------ Excerpted text ------

The sagebrush sparrow (Artemisiospiza nevadensis) is a medium-sized sparrow of the western United States and northwestern Mexico.  It used to be placed in the genus Amphispiza, but evidence from 2007 and 2009 suggested it be placed in its own genus.

Habitat 
Sagebrush sparrows are indeed often tied to sagebrush habitats, although they can also be found in brushy stands of saltbush, chamise, and other low shrubs of the arid interior west.

The species breeds in the interior of the Western United States (between the Rocky Mountains and the coastal ranges such as the Cascades).  It winters in the Mexican-border states and northern Sonora and Chihuahua.

The habitat of sagebrush sparrows is frequently threatened by bush encroachment or the invasion of herbaceous plants.

Population 
Although sagebrush sparrow numbers are generally strong, significant declines in sagebrush habitat in the west could be expected to decrease populations in the near future.

------

**Exercise brief**
Please translate this sentence from the sagebrush sparrow text above into Spanish: "The habitat of sagebrush sparrows is frequently threatened by bush encroachment or the invasion of herbaceous plants."

------ Data section ------

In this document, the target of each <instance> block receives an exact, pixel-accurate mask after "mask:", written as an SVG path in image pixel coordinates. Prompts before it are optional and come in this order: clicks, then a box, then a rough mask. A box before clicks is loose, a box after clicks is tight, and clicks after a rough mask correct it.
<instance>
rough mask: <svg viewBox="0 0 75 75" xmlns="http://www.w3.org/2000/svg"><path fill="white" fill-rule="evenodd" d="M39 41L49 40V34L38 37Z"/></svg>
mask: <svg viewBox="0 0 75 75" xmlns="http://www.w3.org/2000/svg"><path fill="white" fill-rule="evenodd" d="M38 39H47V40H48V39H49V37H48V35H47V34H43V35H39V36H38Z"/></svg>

------

**Response area**
El hábitat de los gorriones de artemisa se ve amenazado con frecuencia por el avance de los arbustos o la invasión de plantas herbáceas.